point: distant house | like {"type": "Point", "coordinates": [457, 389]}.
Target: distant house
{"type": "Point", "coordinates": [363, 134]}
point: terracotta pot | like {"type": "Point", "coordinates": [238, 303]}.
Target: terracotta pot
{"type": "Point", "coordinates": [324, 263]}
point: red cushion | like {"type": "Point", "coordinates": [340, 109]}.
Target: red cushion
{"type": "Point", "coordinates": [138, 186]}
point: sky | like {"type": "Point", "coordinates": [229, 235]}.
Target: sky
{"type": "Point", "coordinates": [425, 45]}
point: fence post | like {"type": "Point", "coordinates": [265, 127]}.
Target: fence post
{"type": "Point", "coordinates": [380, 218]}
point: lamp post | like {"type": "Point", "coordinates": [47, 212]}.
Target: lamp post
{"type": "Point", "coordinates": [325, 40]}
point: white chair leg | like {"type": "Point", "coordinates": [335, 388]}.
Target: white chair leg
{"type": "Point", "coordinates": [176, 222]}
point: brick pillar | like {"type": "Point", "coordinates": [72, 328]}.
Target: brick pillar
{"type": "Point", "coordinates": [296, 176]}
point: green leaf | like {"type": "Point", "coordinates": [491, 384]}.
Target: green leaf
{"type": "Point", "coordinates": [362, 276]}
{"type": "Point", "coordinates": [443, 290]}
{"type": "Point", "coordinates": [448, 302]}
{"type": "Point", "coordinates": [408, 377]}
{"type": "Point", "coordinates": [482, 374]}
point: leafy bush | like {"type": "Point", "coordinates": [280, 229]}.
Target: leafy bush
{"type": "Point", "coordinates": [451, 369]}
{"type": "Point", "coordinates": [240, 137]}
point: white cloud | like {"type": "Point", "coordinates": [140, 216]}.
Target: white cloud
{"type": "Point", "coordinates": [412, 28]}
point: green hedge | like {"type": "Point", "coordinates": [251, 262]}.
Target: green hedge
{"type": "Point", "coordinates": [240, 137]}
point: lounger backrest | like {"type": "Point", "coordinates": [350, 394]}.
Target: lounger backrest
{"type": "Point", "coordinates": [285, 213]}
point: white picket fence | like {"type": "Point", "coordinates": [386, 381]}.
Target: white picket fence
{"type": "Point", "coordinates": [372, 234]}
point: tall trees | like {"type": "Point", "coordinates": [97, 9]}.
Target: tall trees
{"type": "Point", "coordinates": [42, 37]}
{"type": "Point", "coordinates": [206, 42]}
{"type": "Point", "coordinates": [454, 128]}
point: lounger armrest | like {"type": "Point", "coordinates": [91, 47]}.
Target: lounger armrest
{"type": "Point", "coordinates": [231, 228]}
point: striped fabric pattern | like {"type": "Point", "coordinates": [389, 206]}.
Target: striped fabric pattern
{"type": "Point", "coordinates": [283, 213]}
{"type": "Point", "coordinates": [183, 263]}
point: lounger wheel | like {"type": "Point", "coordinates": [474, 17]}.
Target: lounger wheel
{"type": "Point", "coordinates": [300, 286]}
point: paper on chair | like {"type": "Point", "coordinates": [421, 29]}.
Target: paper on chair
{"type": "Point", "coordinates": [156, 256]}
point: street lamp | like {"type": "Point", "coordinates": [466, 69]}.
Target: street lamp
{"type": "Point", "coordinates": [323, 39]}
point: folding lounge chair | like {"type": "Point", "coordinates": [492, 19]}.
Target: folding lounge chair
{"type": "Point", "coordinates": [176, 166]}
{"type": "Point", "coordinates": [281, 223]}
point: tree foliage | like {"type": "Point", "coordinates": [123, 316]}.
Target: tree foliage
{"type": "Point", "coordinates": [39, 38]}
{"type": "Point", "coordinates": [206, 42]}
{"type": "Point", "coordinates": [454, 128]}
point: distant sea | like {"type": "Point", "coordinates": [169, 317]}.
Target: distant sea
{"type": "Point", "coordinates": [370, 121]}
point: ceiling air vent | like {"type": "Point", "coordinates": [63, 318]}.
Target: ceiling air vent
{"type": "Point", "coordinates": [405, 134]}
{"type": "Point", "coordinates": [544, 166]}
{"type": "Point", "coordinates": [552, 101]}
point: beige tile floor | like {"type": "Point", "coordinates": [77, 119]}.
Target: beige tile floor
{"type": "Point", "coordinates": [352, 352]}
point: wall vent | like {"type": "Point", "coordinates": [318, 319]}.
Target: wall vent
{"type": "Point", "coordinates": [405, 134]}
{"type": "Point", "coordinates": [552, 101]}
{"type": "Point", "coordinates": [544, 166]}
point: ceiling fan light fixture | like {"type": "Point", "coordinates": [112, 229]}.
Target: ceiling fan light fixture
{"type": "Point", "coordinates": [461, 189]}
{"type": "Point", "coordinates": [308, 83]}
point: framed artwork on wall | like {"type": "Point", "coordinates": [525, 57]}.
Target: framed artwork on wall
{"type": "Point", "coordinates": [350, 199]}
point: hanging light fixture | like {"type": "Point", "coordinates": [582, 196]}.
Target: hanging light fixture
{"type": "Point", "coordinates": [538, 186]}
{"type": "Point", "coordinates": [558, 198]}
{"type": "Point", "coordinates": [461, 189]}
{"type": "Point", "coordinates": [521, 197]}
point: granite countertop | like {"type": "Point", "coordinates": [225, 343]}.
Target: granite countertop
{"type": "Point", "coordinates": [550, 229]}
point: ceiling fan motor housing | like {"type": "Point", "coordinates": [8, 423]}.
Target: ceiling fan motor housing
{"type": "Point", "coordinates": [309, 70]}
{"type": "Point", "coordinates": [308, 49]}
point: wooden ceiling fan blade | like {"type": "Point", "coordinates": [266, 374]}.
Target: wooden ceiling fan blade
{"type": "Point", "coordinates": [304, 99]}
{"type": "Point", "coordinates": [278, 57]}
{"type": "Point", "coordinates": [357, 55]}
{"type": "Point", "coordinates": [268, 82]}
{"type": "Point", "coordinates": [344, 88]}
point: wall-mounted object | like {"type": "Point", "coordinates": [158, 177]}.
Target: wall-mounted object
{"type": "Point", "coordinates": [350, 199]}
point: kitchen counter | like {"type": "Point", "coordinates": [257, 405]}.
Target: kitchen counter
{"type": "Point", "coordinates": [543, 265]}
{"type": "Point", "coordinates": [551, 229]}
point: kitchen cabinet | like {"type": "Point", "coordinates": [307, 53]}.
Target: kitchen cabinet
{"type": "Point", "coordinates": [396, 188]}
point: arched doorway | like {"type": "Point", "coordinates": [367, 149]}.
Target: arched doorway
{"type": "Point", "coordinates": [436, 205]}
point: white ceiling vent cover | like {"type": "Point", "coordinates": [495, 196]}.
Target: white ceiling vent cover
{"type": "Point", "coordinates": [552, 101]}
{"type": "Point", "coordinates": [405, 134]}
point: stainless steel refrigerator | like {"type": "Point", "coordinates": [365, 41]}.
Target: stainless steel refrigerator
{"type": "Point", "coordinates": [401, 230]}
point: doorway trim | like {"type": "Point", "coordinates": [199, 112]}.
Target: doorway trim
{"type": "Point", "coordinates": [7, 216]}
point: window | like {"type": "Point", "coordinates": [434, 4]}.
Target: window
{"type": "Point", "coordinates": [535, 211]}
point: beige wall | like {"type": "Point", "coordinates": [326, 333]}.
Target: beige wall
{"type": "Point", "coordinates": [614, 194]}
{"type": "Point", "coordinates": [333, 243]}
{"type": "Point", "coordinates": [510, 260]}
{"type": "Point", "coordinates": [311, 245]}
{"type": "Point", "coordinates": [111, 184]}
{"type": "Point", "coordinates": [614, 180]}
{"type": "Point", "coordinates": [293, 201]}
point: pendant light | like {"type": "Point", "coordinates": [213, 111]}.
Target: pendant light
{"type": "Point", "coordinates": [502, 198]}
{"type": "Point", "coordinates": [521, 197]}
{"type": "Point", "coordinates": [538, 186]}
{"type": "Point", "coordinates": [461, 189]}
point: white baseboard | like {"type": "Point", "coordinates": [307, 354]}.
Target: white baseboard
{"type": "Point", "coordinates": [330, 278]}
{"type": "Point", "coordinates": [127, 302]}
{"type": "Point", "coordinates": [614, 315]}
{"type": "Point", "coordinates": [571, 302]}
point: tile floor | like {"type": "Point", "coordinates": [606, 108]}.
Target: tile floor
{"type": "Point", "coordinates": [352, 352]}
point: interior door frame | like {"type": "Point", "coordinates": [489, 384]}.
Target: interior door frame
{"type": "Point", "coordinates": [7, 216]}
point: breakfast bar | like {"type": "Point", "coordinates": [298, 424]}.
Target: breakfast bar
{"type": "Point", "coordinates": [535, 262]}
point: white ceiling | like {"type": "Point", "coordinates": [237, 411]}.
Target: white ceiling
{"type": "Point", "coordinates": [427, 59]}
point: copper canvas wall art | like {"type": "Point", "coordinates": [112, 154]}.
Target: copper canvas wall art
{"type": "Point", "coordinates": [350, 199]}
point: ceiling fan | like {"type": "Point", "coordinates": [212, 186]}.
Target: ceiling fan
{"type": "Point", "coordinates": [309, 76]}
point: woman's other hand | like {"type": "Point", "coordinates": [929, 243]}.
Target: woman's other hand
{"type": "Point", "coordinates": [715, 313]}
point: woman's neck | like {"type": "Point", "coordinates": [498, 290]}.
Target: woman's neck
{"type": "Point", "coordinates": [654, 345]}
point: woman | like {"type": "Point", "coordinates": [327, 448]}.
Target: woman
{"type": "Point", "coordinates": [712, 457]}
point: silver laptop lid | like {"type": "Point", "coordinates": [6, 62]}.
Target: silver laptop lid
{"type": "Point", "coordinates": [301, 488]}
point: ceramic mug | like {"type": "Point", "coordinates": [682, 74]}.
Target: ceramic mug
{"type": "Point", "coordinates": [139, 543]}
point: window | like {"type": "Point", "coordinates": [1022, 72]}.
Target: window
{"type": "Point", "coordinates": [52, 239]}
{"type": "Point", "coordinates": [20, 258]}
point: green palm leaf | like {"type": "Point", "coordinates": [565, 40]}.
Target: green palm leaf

☆ ☆ ☆ ☆

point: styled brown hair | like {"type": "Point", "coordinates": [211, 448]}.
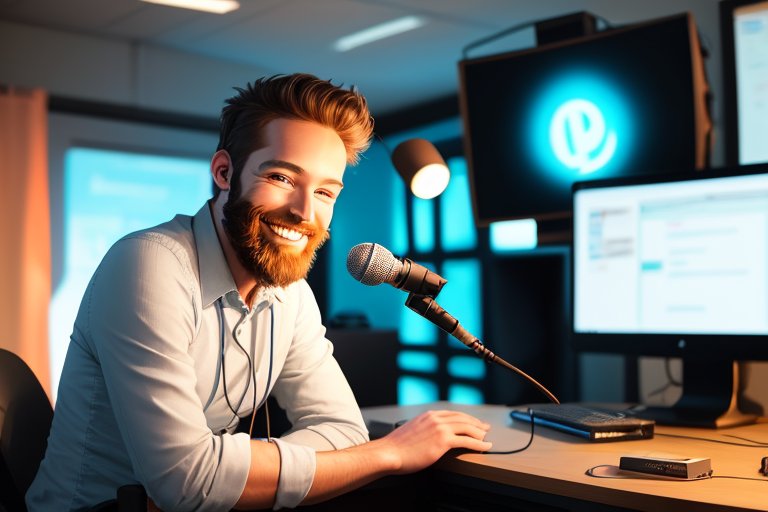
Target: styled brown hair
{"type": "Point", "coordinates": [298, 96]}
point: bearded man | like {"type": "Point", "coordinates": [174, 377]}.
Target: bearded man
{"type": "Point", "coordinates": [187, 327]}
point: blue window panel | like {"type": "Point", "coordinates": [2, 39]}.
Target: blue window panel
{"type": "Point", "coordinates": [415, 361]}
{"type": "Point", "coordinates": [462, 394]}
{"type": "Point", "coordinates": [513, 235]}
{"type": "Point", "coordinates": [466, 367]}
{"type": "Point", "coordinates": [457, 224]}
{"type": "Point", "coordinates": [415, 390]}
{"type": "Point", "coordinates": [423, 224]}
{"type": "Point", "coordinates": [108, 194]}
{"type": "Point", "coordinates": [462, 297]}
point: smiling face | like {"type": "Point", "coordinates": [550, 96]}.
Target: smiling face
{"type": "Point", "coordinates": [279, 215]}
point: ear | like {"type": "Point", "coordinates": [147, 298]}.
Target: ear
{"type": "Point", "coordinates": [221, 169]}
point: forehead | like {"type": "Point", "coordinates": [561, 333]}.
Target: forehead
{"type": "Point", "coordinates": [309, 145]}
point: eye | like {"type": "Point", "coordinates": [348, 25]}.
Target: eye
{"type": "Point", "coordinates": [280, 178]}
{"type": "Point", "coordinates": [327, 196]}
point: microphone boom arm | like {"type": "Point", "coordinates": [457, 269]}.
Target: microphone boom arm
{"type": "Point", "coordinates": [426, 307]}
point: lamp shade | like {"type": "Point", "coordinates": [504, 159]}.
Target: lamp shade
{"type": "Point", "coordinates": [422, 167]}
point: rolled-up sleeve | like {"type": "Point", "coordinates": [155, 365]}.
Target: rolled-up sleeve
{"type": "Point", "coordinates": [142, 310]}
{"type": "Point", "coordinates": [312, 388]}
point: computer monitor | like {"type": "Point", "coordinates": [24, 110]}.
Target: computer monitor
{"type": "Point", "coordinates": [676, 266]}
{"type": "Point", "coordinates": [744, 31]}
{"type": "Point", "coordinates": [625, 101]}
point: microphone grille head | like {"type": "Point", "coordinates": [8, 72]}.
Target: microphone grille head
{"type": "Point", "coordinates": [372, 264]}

☆ ☆ ☆ ☆

→ WHAT YOU HAVE TO DO:
Restate word for word the lines in the material above from the one with "point: distant house" to the one with "point: green leaf"; both of those lines count, and nothing else does.

→ SOLUTION TO THIS PROBLEM:
point: distant house | like {"type": "Point", "coordinates": [457, 389]}.
Target: distant house
{"type": "Point", "coordinates": [363, 134]}
point: terracotta pot | like {"type": "Point", "coordinates": [238, 303]}.
Target: terracotta pot
{"type": "Point", "coordinates": [324, 263]}
point: red cushion | like {"type": "Point", "coordinates": [340, 109]}.
Target: red cushion
{"type": "Point", "coordinates": [138, 186]}
point: sky | like {"type": "Point", "coordinates": [229, 235]}.
Target: sky
{"type": "Point", "coordinates": [425, 45]}
point: fence post | like {"type": "Point", "coordinates": [265, 127]}.
Target: fence post
{"type": "Point", "coordinates": [380, 218]}
point: lamp post | like {"type": "Point", "coordinates": [47, 212]}.
Target: lamp post
{"type": "Point", "coordinates": [325, 40]}
point: white chair leg | like {"type": "Point", "coordinates": [335, 388]}.
Target: white chair leg
{"type": "Point", "coordinates": [176, 222]}
point: brick pillar | like {"type": "Point", "coordinates": [72, 328]}.
Target: brick pillar
{"type": "Point", "coordinates": [296, 176]}
point: green leaf | like {"type": "Point", "coordinates": [491, 384]}.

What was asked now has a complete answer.